Given request => Copy word for word the part of the material below that runs from the line containing "Could you point out the snow" down to the line containing "Could you point out the pink", including both of those lines.

Information given =>
= = = = = = =
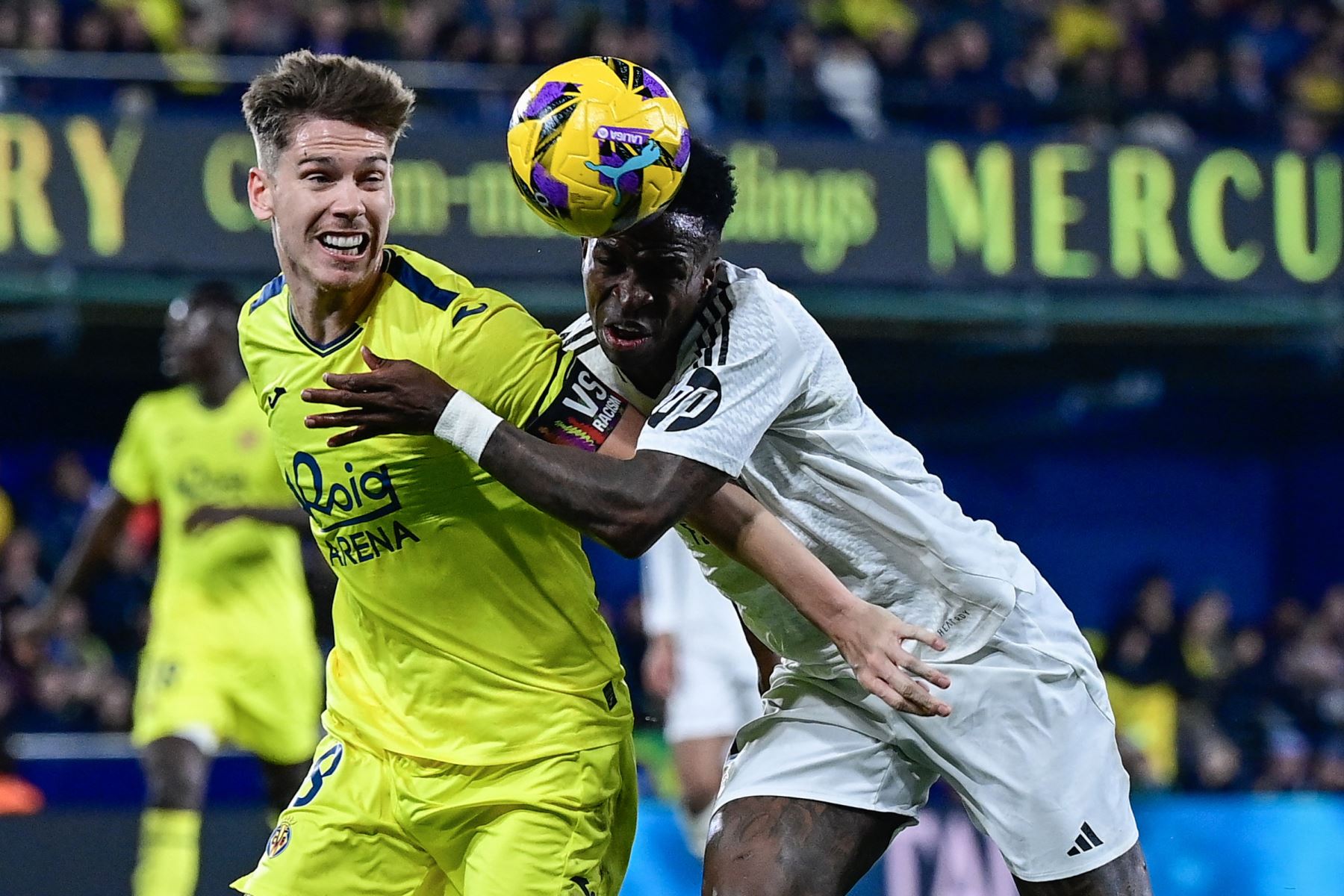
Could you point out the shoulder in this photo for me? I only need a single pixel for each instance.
= = = = = = =
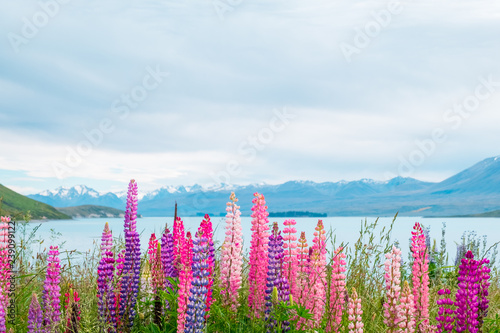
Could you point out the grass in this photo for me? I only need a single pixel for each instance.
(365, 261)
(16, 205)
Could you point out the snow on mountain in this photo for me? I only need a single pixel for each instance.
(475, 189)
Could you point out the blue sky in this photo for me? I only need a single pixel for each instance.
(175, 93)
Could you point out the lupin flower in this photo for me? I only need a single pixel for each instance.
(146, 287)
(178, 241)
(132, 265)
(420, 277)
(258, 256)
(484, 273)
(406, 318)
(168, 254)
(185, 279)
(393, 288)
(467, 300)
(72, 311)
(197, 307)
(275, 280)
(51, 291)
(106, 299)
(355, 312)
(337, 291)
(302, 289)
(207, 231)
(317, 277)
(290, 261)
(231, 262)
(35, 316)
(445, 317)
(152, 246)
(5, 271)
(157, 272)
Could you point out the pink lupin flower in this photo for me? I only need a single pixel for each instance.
= = = = = = =
Answer to this problem =>
Could you point out the snow on mountain in this photo for me? I only need a single pixel for each instance.
(475, 189)
Could you point out the blue sky in this photo for me? I only need a single pixel for each instance.
(175, 93)
Could you point out the lupin flower in this photo for me? I only need a single pixel for each instance.
(146, 287)
(178, 241)
(132, 265)
(420, 277)
(258, 256)
(484, 273)
(406, 318)
(168, 254)
(185, 279)
(393, 288)
(467, 300)
(72, 311)
(197, 307)
(275, 280)
(51, 291)
(106, 299)
(355, 312)
(337, 291)
(302, 289)
(207, 231)
(317, 277)
(290, 261)
(231, 262)
(35, 316)
(445, 317)
(152, 246)
(5, 271)
(157, 272)
Could you point out the pink lupin flower in this photo for me? I only need a single pixel for each instance.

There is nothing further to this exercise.